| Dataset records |

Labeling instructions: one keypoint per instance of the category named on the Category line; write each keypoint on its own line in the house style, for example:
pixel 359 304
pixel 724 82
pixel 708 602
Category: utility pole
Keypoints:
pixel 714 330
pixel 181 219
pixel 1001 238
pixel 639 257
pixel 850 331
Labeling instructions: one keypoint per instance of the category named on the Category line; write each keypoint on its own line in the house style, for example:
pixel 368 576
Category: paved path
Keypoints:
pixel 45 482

| Exercise directions |
Rewrite every line of the listing above as a JSON list of strings, with one string per line and any blank lines omitted.

| Response to this exercise |
[
  "Labeling instructions: one keypoint per instance of the category named on the Category line; write each keypoint on its own line in the house style, for example:",
  "pixel 359 304",
  "pixel 724 82",
  "pixel 708 602",
  "Category: utility pole",
  "Keypoints:",
  "pixel 714 330",
  "pixel 181 219",
  "pixel 1001 238",
  "pixel 639 257",
  "pixel 850 331",
  "Labeling instructions: one keypoint per instance of the category named on the Category line; write each keypoint on its own line in the house style, for example:",
  "pixel 368 576",
  "Category: paved path",
  "Keypoints:",
  "pixel 45 482"
]